THE PROBLEM:
Every entry is to be returned unchanged, and no picture is to be included.

DATA EXTRACT:
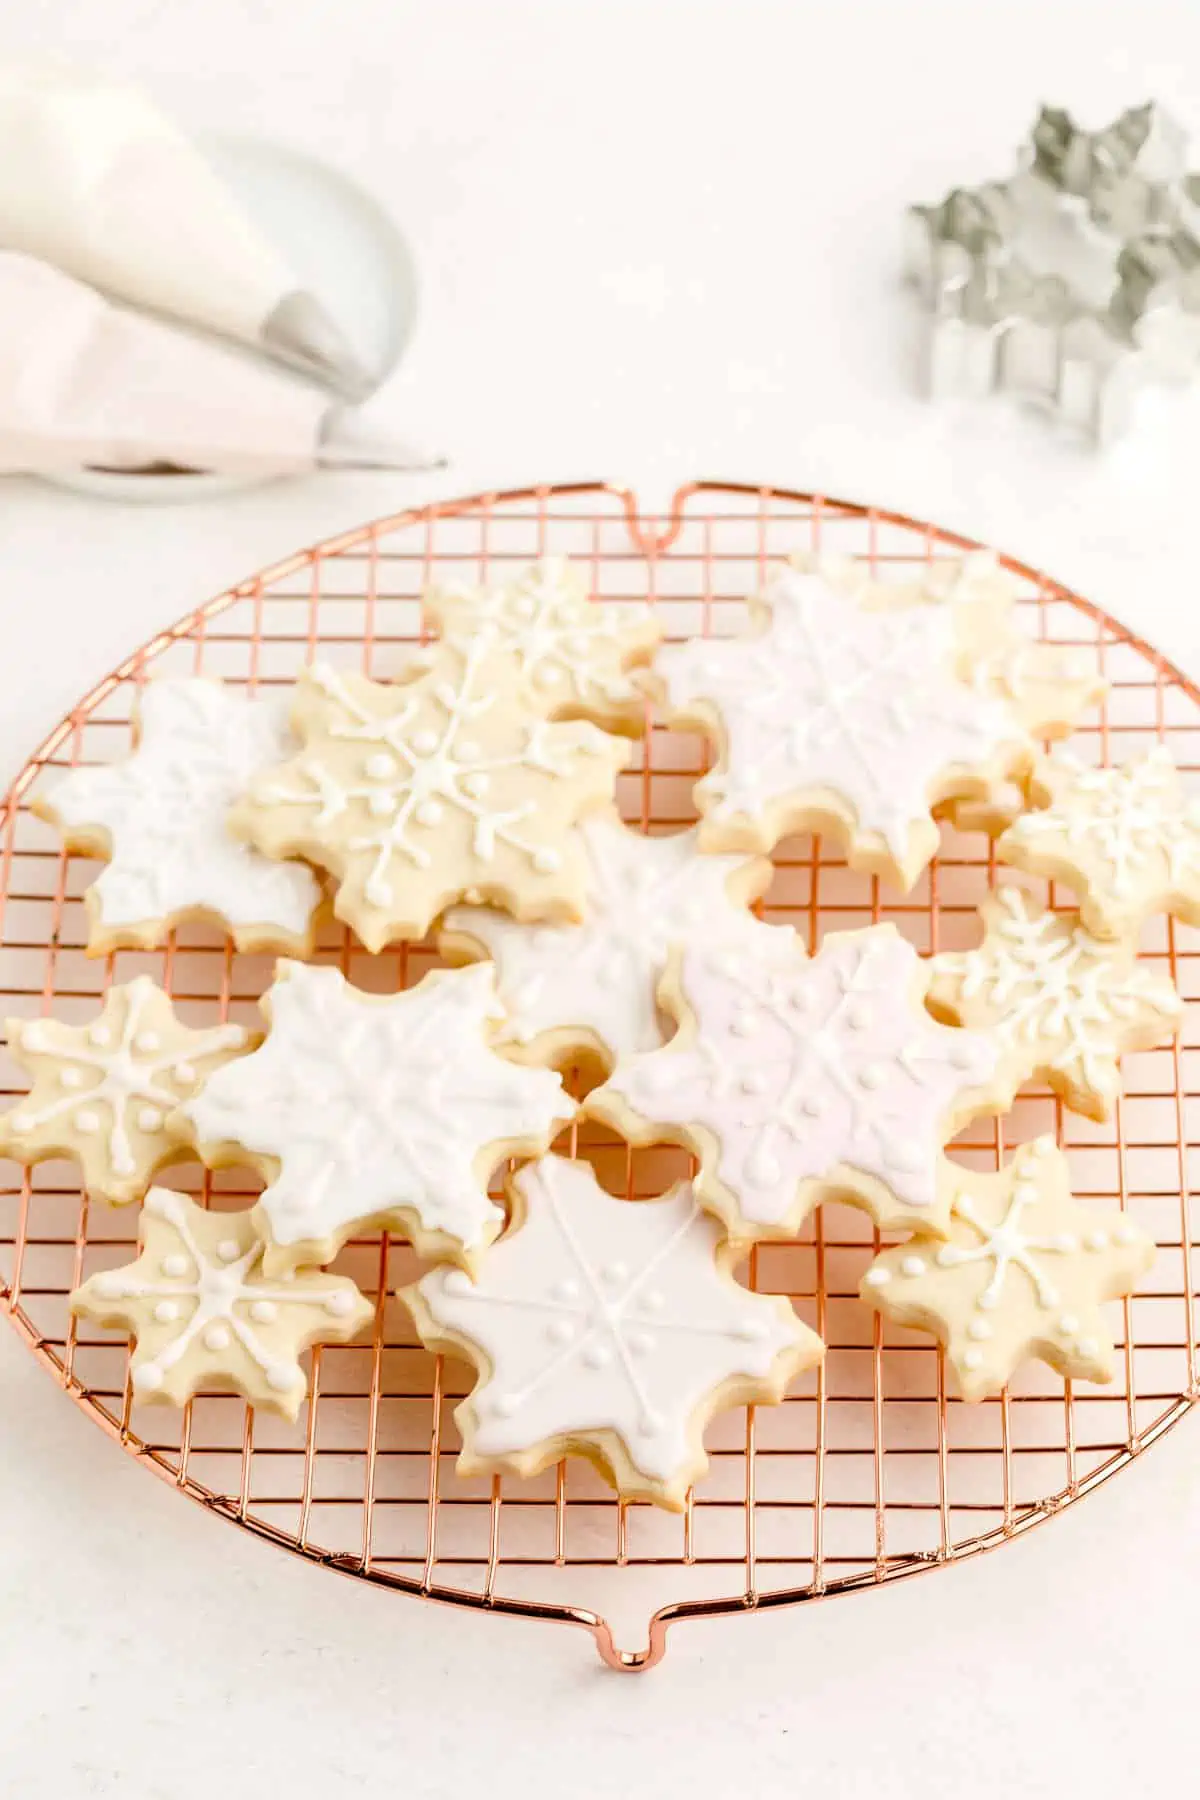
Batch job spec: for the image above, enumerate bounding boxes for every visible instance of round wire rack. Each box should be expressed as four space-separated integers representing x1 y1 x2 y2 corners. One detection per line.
2 482 1197 1672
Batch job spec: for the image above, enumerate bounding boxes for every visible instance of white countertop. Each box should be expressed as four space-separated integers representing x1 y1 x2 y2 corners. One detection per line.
4 2 1200 1793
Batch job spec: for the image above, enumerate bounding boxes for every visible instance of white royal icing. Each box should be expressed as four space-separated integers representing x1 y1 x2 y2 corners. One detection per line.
87 1188 364 1399
1003 748 1200 903
656 563 1017 858
259 644 615 909
599 924 998 1233
414 1154 811 1486
44 679 320 938
443 816 785 1060
181 961 572 1257
434 557 656 710
7 977 246 1179
931 888 1182 1108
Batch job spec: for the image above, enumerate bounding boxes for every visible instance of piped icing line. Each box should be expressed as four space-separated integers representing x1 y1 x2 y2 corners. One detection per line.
0 977 252 1205
927 886 1183 1121
404 1153 821 1509
441 812 783 1065
998 746 1200 939
70 1187 373 1419
860 1139 1155 1402
233 642 629 950
34 677 322 955
178 960 575 1275
424 556 662 731
587 922 1007 1240
649 560 1027 888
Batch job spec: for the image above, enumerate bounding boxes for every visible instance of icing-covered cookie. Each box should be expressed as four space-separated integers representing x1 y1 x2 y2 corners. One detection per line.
36 678 322 956
998 747 1200 939
860 1139 1154 1401
404 1154 820 1510
0 979 252 1205
178 960 573 1274
865 550 1105 837
927 887 1183 1121
440 812 780 1070
424 556 662 736
587 923 1005 1239
71 1187 372 1418
232 643 629 952
649 560 1027 889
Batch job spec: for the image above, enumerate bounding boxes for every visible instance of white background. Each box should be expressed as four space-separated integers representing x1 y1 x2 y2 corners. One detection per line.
3 1 1200 1793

OUTPUT OF THE TASK:
Batch job spec: for the image above, enumerate bounding boxes for every visible instance of round wire rack. Each box should be expressed as four space-separated integers representing x1 y1 x2 y2 corners. One detection per line.
2 482 1197 1672
Batch job spec: for the image above, enumerate bounding boxes for every visible instance of white countertop. Each box should be expressed as four space-separated integers representing x1 y1 x2 y2 corners. One detection per line.
4 2 1200 1793
Batch job spec: for the image above, enumerate bounding boxes for every visible instance of white royal icing. Each box should be expressed as four space-separated integers representing x1 y1 x2 y2 corners. One detection per line.
87 1188 364 1399
1003 748 1200 903
656 563 1017 858
259 644 615 909
599 924 998 1233
414 1154 811 1486
44 679 320 938
443 816 785 1060
181 961 572 1257
434 557 656 710
7 977 246 1179
931 888 1182 1108
Batch job spec: for the image above, enumerate bounding boxes for every visible instance of piped icing line. Each box should be expressed as four space-separated integers representing x1 y1 x2 y2 corners. One detection per line.
0 977 252 1205
927 886 1183 1121
404 1153 821 1509
441 812 783 1065
998 746 1200 939
70 1187 373 1419
860 1139 1155 1402
233 642 629 950
34 677 322 955
178 960 575 1275
424 556 662 731
587 922 1007 1240
649 560 1027 888
Batch job spec: for the image above, enumerate bounding boxes for every visible instance of icing-covered cookie. Each box should be expressed as four space-separated integers representing x1 y1 x2 y2 corners. One detection per line.
36 678 322 956
998 747 1200 939
860 1139 1154 1401
404 1154 820 1510
0 979 252 1205
178 960 573 1274
865 550 1105 837
927 887 1183 1121
440 812 780 1070
424 556 662 736
587 923 1005 1239
71 1187 372 1418
232 643 629 952
649 560 1027 889
Batch job spec: for the image above, enumerate bounding boxes for every visible instance of white background. Each box should be expressed as four space-separated integers representing x1 y1 x2 y2 corners. One detection per line.
3 1 1200 1793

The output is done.